Written task —
Print the listing below character for character, every line from first to last.

Information shown —
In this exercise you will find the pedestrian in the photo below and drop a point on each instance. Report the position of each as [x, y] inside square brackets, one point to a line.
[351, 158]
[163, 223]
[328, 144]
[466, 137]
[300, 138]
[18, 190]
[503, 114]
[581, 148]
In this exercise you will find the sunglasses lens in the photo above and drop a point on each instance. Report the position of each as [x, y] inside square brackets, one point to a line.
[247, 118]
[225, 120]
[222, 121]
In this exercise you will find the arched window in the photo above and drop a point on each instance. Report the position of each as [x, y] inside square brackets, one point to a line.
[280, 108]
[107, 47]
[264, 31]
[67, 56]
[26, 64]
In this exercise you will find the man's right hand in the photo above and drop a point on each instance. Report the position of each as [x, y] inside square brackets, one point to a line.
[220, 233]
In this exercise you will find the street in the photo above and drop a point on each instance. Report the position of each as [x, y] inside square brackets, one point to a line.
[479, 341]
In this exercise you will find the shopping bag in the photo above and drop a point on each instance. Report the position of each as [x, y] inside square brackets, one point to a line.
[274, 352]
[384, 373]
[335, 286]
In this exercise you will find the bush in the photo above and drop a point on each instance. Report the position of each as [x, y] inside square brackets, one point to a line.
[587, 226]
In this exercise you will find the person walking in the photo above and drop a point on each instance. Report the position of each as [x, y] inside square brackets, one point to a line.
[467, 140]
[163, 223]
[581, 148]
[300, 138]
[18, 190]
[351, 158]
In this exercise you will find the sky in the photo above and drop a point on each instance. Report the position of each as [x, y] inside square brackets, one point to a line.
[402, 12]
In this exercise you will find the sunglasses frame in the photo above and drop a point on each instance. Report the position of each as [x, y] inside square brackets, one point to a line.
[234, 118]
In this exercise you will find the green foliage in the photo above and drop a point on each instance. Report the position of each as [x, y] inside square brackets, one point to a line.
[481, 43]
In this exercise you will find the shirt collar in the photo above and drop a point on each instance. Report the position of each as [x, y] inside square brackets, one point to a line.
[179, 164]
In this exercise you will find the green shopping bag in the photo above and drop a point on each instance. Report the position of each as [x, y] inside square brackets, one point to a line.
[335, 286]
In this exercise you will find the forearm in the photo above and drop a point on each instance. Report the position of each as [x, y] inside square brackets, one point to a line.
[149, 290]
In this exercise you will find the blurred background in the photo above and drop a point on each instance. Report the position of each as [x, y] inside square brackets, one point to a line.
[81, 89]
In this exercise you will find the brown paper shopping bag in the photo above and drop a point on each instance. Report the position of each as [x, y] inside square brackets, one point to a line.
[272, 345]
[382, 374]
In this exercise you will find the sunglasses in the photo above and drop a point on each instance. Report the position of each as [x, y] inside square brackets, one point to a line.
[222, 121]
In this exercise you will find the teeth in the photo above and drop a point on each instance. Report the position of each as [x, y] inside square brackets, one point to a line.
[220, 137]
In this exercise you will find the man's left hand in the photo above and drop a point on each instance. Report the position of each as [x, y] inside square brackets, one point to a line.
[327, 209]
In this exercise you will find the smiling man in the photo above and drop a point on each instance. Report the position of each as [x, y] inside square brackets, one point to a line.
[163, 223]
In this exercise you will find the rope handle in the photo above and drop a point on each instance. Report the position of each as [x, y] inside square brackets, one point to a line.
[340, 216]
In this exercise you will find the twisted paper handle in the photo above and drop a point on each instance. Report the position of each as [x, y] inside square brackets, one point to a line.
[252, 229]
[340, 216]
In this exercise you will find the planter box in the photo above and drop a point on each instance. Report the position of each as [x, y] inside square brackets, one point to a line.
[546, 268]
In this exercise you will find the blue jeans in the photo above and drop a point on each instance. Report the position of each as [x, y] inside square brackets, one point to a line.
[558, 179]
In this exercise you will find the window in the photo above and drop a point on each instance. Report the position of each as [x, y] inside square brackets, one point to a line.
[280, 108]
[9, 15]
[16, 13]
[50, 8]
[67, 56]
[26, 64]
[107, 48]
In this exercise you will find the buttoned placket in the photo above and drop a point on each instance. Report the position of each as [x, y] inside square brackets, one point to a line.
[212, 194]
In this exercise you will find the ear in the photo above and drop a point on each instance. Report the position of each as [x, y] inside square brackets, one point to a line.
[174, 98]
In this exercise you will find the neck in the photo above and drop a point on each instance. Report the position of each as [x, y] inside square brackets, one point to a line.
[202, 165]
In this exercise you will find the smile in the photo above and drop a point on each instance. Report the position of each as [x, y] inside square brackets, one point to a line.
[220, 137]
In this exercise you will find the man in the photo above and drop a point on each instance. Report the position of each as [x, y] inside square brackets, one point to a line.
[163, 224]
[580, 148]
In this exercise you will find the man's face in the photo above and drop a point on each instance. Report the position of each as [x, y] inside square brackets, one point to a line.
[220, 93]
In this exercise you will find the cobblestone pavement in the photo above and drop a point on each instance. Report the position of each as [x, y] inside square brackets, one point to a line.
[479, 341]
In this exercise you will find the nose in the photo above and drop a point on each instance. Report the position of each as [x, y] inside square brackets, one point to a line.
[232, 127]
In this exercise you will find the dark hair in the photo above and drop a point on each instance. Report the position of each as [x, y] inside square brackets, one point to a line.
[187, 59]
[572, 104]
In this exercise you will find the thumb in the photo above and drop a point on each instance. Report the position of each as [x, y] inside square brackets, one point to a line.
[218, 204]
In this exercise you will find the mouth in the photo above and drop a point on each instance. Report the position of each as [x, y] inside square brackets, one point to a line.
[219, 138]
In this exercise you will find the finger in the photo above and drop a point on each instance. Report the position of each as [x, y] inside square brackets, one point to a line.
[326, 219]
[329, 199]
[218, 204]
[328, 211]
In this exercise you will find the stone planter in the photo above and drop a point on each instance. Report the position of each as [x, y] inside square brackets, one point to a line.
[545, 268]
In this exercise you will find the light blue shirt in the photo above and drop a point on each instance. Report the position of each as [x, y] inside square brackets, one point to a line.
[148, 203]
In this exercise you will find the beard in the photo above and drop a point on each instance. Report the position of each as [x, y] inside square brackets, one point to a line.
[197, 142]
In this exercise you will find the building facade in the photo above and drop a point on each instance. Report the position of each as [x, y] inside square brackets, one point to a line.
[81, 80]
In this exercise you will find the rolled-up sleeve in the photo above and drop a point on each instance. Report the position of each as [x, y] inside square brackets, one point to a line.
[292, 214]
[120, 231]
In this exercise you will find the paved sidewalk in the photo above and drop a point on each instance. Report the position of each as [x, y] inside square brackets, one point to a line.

Solved exercise —
In this exercise you will find the pedestrian in the photo below and drop a point on each instance. Report the position of each as [x, y] inside square brackets, one point to a line.
[351, 158]
[163, 223]
[328, 144]
[466, 137]
[300, 138]
[18, 190]
[503, 114]
[581, 148]
In this exercise you will find the sunglasses lens in the photo above and drop a point on each instance. Report the position of each as [x, y] inside square brackets, one point to a line.
[247, 118]
[225, 120]
[222, 121]
In this exercise you will find the arched window in the photo above and drop a point on each instance. Report the position of each as [x, y] inside square brackets, one point to a line.
[280, 108]
[107, 47]
[264, 31]
[67, 56]
[26, 64]
In this exercise you will find the man's right hand in the photo above and drop a point on each instance. Report the position of each as [x, y] inside square brackets, one point to a line.
[220, 233]
In this exercise you will find the street in the photo above and drop a point on each instance. Report the position of each as [x, y] inside square brackets, one point to a line.
[479, 341]
In this exercise you will find the shopping bag in the photo above and drop a point on each instance. Report the position of each as [x, y] inside square brackets, one point to a line.
[274, 352]
[384, 373]
[335, 286]
In this exercise you will find the bush in the photo above and drop a point on each instance. Report the position of each as [x, y] inside square brackets, one point to a line.
[587, 226]
In this exercise you will find the person walking in the photo above and drop a point on each instance. Report the position of each as [x, y] inside square brackets, one point to a line.
[467, 140]
[163, 223]
[581, 148]
[300, 138]
[18, 190]
[351, 158]
In this exercise you will find the sky in the photo above and drop a point on each instance. Report the position of each as [x, y] inside square brackets, one point to a line.
[402, 12]
In this exercise you will find the sunglasses frame in the photo above and drop a point on each instance. Report the position of each as [x, y] inside square brackets, one point to a line.
[234, 118]
In this exercise you will find the green foliage in the photo above and drop a point on each instance. Report the position of each as [x, y] inside square brackets, one point to a line.
[481, 43]
In this exercise you will find the shirt collar in the photo above and drop a point on each instance. Report the position of each as [x, y] inside square brackets, one point to a line.
[179, 164]
In this exercise you will find the green shopping bag in the photo above and drop a point on each instance. Report the position of each as [x, y] inside square brackets, one point to a line.
[335, 286]
In this exercise you will find the forearm in the photo above and drop a point on each instance. Report the position of each as [x, y] inside square brackets, one point to a line.
[149, 290]
In this exercise you will find the blurred background in the photo above and drop a point on each instance. Report the position of each as [x, y] inside square brackets, one point to a line.
[81, 89]
In this exercise you will find the brown paper shopping bag in the photo above and drop a point on each instance. Report the position of each as [x, y] inside square brackets, one point to a line.
[272, 345]
[382, 374]
In this exercise you will find the sunglasses in the photo above and drop a point on each instance. Report the position of each as [x, y] inside square brackets, one point to a line.
[222, 121]
In this exercise you will find the teeth in the photo above and drop a point on each instance. Report the position of each as [x, y] inside square brackets, one point to a line.
[220, 137]
In this exercise you will find the man's left hand in the photo above and drop a point on each instance. Report the position of each as [x, y] inside square brackets, one point to a line.
[327, 209]
In this exercise you will find the smiling man in the photo above and drop a point on each instance. Report the position of each as [x, y] inside square brackets, one point to a line.
[163, 223]
In this exercise you will find the rope handle in the photo above and drop a point on each instance. Report the position of each as [x, y] inside square brackets, one point to a line.
[340, 216]
In this exercise you will find the twisted paper handle in the photo above and drop a point on each instance. Report the position of each as [x, y] inside square brackets, one point to a line.
[252, 229]
[340, 216]
In this exercise you will find the planter box in the photo above and drop a point on each instance. Report the position of each as [x, y] inside square brackets, one point to a line.
[546, 268]
In this exercise you will find the blue jeans in the photo above and drop a point on each instance. Report the position of each as [x, y] inside square brackets, one point to a line.
[558, 179]
In this exercise you will find the window in the photo above and drop a point on each instance. Report the position of each as [x, y] inside square brackets, one point to a line.
[280, 108]
[9, 15]
[16, 13]
[50, 8]
[67, 56]
[26, 64]
[107, 48]
In this exercise you will find the buttoned placket in the photo above and drop a point on each instance. Report the position of each as [x, y] inside square brackets, one point to a line.
[212, 194]
In this exercise you will find the ear in the photo above and drop a point on each instance. Report the position of each as [x, y] inside square brackets, one point to a line.
[174, 98]
In this exercise you will find the neck in the photo above and drop a point on each instance. Report the position of each as [x, y] inside square brackets, one point to a line.
[202, 165]
In this exercise you will find the smile in the photo above and drop a point on each instance. Report the position of each as [x, y] inside square brackets, one point to a line.
[220, 137]
In this exercise you will find the man in the photo above and drop a point on each instance. Report the position of each as [x, y] inside square brackets, one point to a line.
[163, 224]
[580, 148]
In this exercise you will find the man's face in the photo above and drop a point on each instance. Report the position of each as [x, y] inside square brackets, one point to a line.
[220, 93]
In this exercise you will find the cobblestone pavement in the photo above and drop a point on each instance. Report the position of each as [x, y] inside square brackets, one point to a line.
[479, 341]
In this exercise you will find the nose in the photo above and drop a point on each instance. Report the position of each as [x, y] inside square brackets, one point to a line.
[232, 127]
In this exercise you will find the dark hair in the photo above and drop a point on each instance. Report the position of each as [x, y] inside square brackets, one point to a line.
[187, 59]
[572, 104]
In this exercise you will find the thumb in the photo above and drop a point on each instance. Report the position of each as [x, y] inside square brackets, one point to a line.
[218, 204]
In this exercise you will find the mouth in the photo above and drop a point on each instance. Report the position of each as [x, y] inside square brackets, one point to a line.
[219, 138]
In this exercise you will find the finger in the photo above and drop a point on each instance. Report the position of each as [x, y] inside square brackets, one point to a line.
[326, 219]
[329, 199]
[218, 204]
[328, 211]
In this exercise you will find the stone planter in the photo above and drop a point on each instance. Report the position of each as [x, y] inside square brackets, one point to a line.
[545, 268]
In this exercise you will find the light blue shirt in the photo above and drop a point on each instance. Report the position of each as [x, y] inside square brackets, one point to a line.
[148, 203]
In this exercise you will find the beard in the photo above and drop a point on each instance. Report the position of each as [x, y] inside square brackets, one point to a line.
[197, 142]
In this exercise you will find the building facade in the photo above and drop a point on each instance. Report the position of each as [x, y] inside square brackets, one point to a line.
[81, 80]
In this exercise you will find the rolled-up sleeve in the photo above and drop a point on each instance. Report the position of each as [x, y] inside square brackets, one point to a line.
[292, 214]
[120, 231]
In this exercise you will find the paved sidewalk in the photo above and drop a point on each instance. Report the position of each as [x, y] inside square brackets, one point to a line.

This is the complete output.